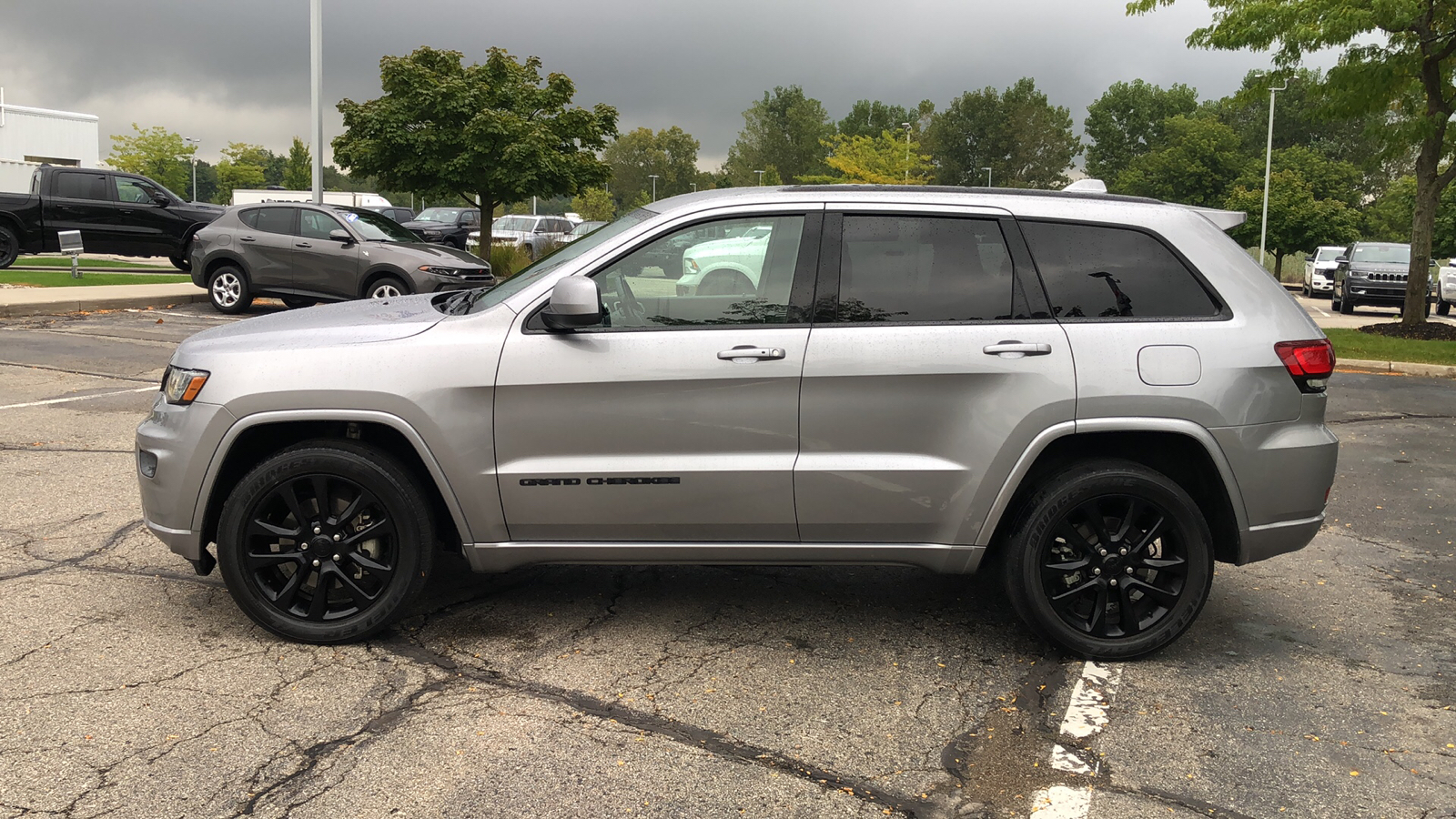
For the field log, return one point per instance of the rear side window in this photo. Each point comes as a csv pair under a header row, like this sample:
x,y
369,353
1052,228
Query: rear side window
x,y
1113,273
919,268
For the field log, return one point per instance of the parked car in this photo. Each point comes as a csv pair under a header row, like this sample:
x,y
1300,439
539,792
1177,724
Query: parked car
x,y
1372,273
116,213
444,225
306,254
581,229
399,215
1320,270
1104,394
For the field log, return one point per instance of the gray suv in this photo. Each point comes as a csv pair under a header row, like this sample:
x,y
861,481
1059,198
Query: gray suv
x,y
306,254
1097,397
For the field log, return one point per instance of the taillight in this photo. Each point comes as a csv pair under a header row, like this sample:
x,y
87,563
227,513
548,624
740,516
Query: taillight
x,y
1309,363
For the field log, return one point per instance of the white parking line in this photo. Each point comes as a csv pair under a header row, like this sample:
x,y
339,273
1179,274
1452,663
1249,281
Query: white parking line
x,y
1085,717
77,398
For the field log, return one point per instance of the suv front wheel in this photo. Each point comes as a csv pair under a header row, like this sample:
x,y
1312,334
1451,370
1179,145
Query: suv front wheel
x,y
1110,561
325,542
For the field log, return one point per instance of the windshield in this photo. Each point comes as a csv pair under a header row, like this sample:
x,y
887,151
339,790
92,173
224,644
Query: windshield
x,y
448,215
376,227
553,259
1382,254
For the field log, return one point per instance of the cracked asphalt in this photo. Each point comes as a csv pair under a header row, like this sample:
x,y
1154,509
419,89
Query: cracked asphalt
x,y
1317,683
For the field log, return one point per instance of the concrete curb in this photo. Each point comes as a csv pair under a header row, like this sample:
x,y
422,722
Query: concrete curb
x,y
1398,368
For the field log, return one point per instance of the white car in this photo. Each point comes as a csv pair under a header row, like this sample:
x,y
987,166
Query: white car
x,y
1320,270
1446,288
725,267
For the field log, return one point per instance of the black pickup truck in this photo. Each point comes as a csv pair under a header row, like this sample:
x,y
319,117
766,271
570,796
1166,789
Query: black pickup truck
x,y
116,213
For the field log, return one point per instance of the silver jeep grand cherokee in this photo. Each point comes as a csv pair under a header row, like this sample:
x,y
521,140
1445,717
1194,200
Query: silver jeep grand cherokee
x,y
1097,395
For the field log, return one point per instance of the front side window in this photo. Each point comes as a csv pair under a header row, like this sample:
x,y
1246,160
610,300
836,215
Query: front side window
x,y
1092,271
735,271
917,268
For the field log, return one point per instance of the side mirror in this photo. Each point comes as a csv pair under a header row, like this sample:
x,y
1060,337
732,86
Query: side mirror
x,y
575,302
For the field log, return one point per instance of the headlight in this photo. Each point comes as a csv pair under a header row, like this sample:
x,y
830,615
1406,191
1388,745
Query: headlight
x,y
181,387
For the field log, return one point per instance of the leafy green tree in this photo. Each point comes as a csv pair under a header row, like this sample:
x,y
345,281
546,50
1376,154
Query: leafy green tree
x,y
670,153
1194,164
594,205
1026,140
783,131
298,171
157,153
874,160
1127,120
490,133
1398,58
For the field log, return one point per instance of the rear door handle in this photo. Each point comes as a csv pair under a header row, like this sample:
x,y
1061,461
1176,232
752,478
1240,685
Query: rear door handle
x,y
749,353
1016,349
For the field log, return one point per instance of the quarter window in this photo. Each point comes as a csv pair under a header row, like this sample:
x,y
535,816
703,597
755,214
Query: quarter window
x,y
912,268
1110,273
724,273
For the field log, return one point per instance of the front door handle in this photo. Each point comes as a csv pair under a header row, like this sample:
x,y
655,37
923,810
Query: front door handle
x,y
1016,349
750,353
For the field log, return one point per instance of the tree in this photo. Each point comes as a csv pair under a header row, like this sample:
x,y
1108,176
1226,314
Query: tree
x,y
1194,164
298,171
1400,58
1127,120
594,205
157,153
875,160
672,155
485,133
1026,140
784,131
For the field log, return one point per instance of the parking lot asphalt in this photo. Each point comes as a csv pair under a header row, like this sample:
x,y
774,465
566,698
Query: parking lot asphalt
x,y
1317,683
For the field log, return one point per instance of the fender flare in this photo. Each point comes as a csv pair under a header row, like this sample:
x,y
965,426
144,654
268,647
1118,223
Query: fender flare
x,y
225,446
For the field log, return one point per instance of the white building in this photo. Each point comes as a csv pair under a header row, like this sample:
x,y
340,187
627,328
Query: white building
x,y
35,136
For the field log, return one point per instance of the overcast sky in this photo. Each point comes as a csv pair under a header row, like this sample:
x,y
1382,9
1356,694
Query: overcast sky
x,y
239,72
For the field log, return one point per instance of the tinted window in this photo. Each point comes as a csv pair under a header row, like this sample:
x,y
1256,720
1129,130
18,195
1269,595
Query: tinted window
x,y
1094,271
82,187
728,273
914,268
315,225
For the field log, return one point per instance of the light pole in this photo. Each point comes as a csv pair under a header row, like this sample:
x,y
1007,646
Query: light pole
x,y
906,126
1269,155
196,142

» **Work to complete**
Transcribe every line of the data exactly. No pictures go in the copy.

» **Output for this exercise**
For the field log, return one point per instance of the rear side window in this photo. Each point comes as a csv pair under a header row, like this sample:
x,y
369,353
1052,228
Query: rear side window
x,y
1113,273
919,268
For the field log, return one point per instance of the parked car in this photo. Each point comes as a csv pair under a header row, like this sample:
x,y
1300,439
539,792
1177,724
Query: parked car
x,y
1372,273
116,213
444,225
306,254
581,229
399,215
1320,270
1104,394
For the field log, return one point per instance of the gray suv in this photo. Each point comes as a csv pair under a header row, like this sample:
x,y
861,481
1059,198
Query: gray suv
x,y
306,254
1097,397
For the field log, return one point per instance of the taillight in this photo. Each point comes as a csv pair under a header row, like this sample:
x,y
87,563
227,513
548,624
740,516
Query: taillight
x,y
1309,363
For the field log, return one point per instance of the white parking line in this photo. Each point comes as a csv pair under a header row, like this sample:
x,y
339,273
1179,274
1452,663
1249,281
Query: white parking line
x,y
1085,717
77,398
For the field log, return one point per instance of the suv front wheel in this photo. Each point comes as a csv pair under a header row, like this sample:
x,y
1312,334
1451,370
1179,145
Query: suv front wheel
x,y
1110,561
325,542
For the field log, return one point per instance of the windshield in this photo. Each point comes as a csv pair under a header row, like this sample:
x,y
887,151
339,790
92,173
224,644
Query: windshield
x,y
448,215
376,227
553,259
1382,254
For the field log, return one point per instance of the cracked asphalt in this photo. Each point comes as a csv pair under a header row, like this sample:
x,y
1154,509
419,89
Query: cracked asphalt
x,y
1317,683
For the field log, return one point per instance of the concrete curb in this photo. Each point comes as a csv pair under a header row, like this sample:
x,y
422,722
Query: concrete curb
x,y
1398,368
For the field log, return one point per instance of the white car in this photo. Each point comes as a csv pair under a header row, like this sample:
x,y
987,166
Query: white car
x,y
1320,270
1446,288
725,267
For the field log, return one point per instance of the black pickup truck in this photo. Each point comes as a csv pair under a header row, like this sample:
x,y
319,117
766,271
570,796
1166,789
Query: black pickup truck
x,y
116,213
For the field log, return one point per instance of the silver jeep grand cherokee in this photo. Each point comes as a csv pair under a header row, like this sample:
x,y
521,140
1445,717
1194,200
Query: silver jeep grand cherokee
x,y
1097,395
For the field log, return one point per instance of the front side window in this photo. Each point comes as a csv pair under a header row, like this sample:
x,y
1246,160
610,300
836,215
Query: front side window
x,y
1092,271
735,271
917,268
For the field log, return one point per instance of the side mirror in this photo. Each point comes as a csv pair under a header row, like this sample:
x,y
1060,337
732,86
Query: side mirror
x,y
575,302
For the field log, return one point per instance of the headlight in this photo. Each point comes as a csv pair under a header row, like this sample:
x,y
830,615
1406,191
1388,745
Query: headlight
x,y
181,387
For the field log, return one point per instance of the leafy green tree in this photo. Each point comes as a csv pair under a header row, like this sample:
x,y
345,281
546,50
1376,154
Query: leafy green tree
x,y
670,153
1194,164
594,205
1026,140
783,131
298,171
157,153
874,160
1127,120
490,133
1398,58
For the field log, return one point per instance of the rear door handle in this photo. Each point comes as a csv pair under a header row, like this sample:
x,y
1061,461
1176,232
752,478
1240,685
Query: rear door handle
x,y
749,353
1016,349
For the field log, return one point per instance of the quarter window in this photo. Each point comes as a csv pair under a header row, like this sample:
x,y
535,816
703,597
755,214
Query: quarter window
x,y
912,268
1110,273
724,273
For the field log, return one point per instance of the front door handle in this photo. Each point comes as a csv pair under a header row, like this sample:
x,y
655,37
923,810
Query: front door handle
x,y
1016,349
750,353
For the field log, return one point per instance of the tree in this photo. Each point comes as a csv pair under a header row, like this sample:
x,y
1108,176
1226,314
Query: tree
x,y
1194,164
298,171
1400,58
1127,120
594,205
157,153
875,160
672,155
485,133
1026,140
784,131
For the field log, return one point per instance of the parking lot asphalt in this photo. Each point comes as a csv pair under a header row, like this sample:
x,y
774,465
566,698
Query: parking lot asphalt
x,y
1317,683
For the field log, return one point per instance of the fender flare in this photo. Each point comes as a csv pair under a header row, like this sample:
x,y
965,426
144,654
268,647
1118,223
Query: fender flare
x,y
225,446
For the field log, return one point per instance of the white building in this photo. Each point comes as a csv pair under a header row, like this sample:
x,y
340,187
627,328
Query: white building
x,y
35,136
For the field log, return one point per instance of the overcast sky in this photo. Each point comes as a csv pair under a header row, like this sample:
x,y
1382,9
1356,694
Query: overcast sky
x,y
239,72
For the field log, return one point per instance of the tinted window in this photo. Each point comes as a csv pair under a header row, like this sample:
x,y
1256,720
1129,130
18,195
1269,595
Query: tinted window
x,y
1094,271
82,187
728,273
914,268
315,225
For the field log, return one point per instance of the light pole in this photo. Each point comes as a csv pair under a header row, like this sample:
x,y
1007,646
Query: light pole
x,y
906,126
1269,155
196,142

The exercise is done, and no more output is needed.